(Beginning of Data excerpts)

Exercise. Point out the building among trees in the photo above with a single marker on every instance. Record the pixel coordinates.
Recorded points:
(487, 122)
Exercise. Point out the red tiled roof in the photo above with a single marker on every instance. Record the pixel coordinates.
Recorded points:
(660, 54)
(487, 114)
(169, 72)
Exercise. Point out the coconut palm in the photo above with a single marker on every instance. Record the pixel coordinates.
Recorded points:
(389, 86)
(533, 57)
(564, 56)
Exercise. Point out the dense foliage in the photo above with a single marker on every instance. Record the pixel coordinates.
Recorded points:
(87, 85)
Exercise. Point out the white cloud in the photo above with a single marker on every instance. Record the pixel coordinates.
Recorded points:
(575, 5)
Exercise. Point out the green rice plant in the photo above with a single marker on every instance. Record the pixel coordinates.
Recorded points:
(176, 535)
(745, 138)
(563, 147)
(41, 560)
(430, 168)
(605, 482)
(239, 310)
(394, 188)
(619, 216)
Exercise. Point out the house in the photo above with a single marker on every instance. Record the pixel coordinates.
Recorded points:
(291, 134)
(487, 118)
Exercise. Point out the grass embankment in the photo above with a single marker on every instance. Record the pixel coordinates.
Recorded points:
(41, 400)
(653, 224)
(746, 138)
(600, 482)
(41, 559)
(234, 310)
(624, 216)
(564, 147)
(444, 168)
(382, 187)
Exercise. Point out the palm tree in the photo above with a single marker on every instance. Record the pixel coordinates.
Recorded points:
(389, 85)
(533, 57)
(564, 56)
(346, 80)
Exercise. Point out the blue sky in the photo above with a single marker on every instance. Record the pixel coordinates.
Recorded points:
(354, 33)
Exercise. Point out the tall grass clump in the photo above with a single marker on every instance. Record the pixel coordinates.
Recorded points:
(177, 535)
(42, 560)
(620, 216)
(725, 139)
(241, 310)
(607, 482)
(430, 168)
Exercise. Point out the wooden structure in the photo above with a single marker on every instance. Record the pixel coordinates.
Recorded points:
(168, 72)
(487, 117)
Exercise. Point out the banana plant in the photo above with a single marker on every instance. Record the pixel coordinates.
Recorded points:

(End of Data excerpts)

**Activity**
Only the number is needed: please work out how many lines in the data contain the string "grass".

**Answer section**
2